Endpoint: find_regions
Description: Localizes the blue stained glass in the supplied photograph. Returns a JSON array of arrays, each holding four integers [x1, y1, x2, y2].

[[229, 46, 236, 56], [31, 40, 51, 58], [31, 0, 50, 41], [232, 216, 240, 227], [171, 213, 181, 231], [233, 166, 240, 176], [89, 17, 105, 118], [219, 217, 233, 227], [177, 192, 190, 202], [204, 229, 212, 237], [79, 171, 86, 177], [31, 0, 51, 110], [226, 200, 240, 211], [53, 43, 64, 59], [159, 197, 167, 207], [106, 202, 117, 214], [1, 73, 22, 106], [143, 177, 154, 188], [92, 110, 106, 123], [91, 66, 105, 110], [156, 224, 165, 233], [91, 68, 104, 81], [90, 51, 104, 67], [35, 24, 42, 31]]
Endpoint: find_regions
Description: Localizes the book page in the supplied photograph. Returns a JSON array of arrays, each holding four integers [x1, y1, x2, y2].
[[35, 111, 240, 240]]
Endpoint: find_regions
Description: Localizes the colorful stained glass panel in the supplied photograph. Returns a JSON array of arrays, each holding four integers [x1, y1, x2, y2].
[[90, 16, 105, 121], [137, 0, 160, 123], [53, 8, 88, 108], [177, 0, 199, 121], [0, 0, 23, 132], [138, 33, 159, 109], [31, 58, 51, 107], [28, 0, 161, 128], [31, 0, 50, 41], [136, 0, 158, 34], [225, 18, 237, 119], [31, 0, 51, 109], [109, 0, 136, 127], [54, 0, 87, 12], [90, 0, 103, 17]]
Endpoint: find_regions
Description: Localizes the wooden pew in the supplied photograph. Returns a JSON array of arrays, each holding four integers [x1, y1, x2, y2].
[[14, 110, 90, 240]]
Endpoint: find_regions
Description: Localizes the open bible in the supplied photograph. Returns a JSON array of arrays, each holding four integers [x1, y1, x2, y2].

● **GOAL OF THE EXERCISE**
Give the records again, exactly as they appear.

● **SOLUTION FOR THIS TASK**
Endpoint: find_regions
Description: Localizes the blue stained glass in the supplied photograph. Returns a JSON array of arrays, each holding four integers [x1, y1, x2, y2].

[[229, 46, 236, 56], [31, 40, 51, 58], [31, 0, 50, 41], [232, 216, 240, 227], [171, 213, 181, 231], [233, 166, 240, 176], [89, 17, 105, 118], [219, 217, 233, 227], [177, 192, 190, 202], [204, 229, 212, 237], [79, 171, 86, 177], [31, 0, 51, 110], [226, 200, 240, 211], [53, 43, 64, 59], [159, 197, 167, 207], [106, 202, 117, 214], [1, 73, 22, 106], [143, 177, 154, 188], [92, 110, 106, 123], [91, 66, 105, 110], [156, 224, 165, 233], [91, 68, 104, 81], [90, 51, 104, 67], [35, 24, 42, 31]]
Endpoint: find_regions
Description: Localizes the book page in the supplied photograph. Returns a JSON array of arrays, each holding four integers [x1, y1, x2, y2].
[[35, 111, 240, 240]]
Endpoint: find_regions
Description: Localizes the colorful stained glass panel in the supplied photograph. Returns a JSON array of arrays, each holding four integers [x1, y1, x2, y2].
[[90, 16, 105, 121], [137, 0, 160, 123], [53, 8, 88, 108], [177, 0, 199, 121], [0, 0, 23, 132], [138, 33, 159, 109], [31, 58, 51, 107], [28, 0, 161, 128], [31, 0, 50, 41], [136, 0, 158, 34], [225, 18, 237, 119], [31, 0, 51, 109], [109, 0, 136, 127], [54, 0, 87, 12], [90, 0, 103, 17]]
Endpoint: find_regions
Description: Localizes the wooden pew in the supplied photograph. Returns a JSON array of arrays, each holding four integers [x1, y1, x2, y2].
[[14, 110, 90, 240]]
Endpoint: find_regions
Description: Localizes the open bible in the supplied photograph. Returns a JSON array of arrays, each holding four integers [x1, y1, x2, y2].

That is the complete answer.